◆ Exercise objective
Every line containing "Where" should be copied out. Go through the entries and find them.

◆ The data
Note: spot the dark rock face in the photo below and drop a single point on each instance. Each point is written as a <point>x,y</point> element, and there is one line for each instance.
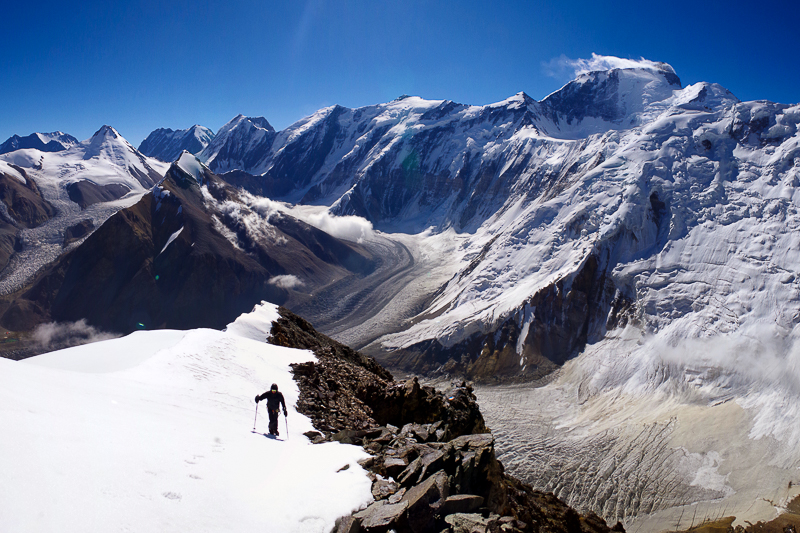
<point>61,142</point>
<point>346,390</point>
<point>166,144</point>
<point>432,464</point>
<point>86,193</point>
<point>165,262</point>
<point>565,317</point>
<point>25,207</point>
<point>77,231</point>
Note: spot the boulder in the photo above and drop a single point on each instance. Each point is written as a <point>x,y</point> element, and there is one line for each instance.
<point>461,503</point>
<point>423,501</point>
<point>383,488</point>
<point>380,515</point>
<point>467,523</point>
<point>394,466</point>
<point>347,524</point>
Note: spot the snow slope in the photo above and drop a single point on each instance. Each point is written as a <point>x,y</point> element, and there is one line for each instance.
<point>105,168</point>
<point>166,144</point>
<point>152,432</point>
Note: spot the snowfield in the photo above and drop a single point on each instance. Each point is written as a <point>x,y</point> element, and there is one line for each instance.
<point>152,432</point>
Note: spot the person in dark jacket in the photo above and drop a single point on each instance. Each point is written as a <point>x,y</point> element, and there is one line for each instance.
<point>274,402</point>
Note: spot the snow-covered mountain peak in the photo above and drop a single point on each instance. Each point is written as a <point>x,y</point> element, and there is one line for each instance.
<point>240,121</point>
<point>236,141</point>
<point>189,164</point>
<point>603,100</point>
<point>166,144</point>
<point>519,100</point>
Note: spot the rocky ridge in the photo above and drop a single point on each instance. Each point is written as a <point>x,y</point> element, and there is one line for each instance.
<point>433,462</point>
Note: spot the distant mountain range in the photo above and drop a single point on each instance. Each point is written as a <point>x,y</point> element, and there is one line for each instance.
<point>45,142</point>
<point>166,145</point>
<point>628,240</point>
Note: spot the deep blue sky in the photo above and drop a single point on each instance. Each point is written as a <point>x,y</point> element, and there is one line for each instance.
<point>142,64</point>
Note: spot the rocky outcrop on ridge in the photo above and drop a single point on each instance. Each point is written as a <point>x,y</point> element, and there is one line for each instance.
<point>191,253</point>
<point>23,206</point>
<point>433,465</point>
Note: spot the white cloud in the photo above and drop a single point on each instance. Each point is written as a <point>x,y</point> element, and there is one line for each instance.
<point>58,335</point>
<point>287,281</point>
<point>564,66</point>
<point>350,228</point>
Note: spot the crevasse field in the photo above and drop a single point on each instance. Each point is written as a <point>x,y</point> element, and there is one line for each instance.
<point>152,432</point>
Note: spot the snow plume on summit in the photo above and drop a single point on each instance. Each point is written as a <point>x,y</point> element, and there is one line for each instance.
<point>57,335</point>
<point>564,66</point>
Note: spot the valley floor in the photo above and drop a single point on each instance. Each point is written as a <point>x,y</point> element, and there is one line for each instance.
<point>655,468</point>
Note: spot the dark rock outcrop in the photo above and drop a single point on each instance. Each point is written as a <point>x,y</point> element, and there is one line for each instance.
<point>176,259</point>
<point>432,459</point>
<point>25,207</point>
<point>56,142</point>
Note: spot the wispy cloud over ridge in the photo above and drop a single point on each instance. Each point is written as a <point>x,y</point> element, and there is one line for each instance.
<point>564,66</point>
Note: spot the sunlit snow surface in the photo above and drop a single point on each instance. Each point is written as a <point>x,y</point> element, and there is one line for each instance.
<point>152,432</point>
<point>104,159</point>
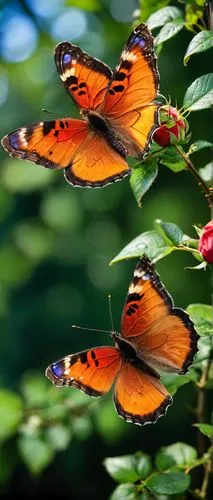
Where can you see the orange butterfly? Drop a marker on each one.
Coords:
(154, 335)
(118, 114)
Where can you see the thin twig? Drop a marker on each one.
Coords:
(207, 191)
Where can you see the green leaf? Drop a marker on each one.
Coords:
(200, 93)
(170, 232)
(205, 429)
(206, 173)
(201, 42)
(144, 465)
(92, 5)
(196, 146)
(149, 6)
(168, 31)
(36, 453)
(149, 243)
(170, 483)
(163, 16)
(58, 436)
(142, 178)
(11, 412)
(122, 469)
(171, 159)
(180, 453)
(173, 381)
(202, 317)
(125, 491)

◆ Task answer
Where can you see the orange butterfly? Drop a marker on each one.
Where can you see the thin twig? Drop a marker on each one.
Where can you see the green leaf? Drop a marker on each one.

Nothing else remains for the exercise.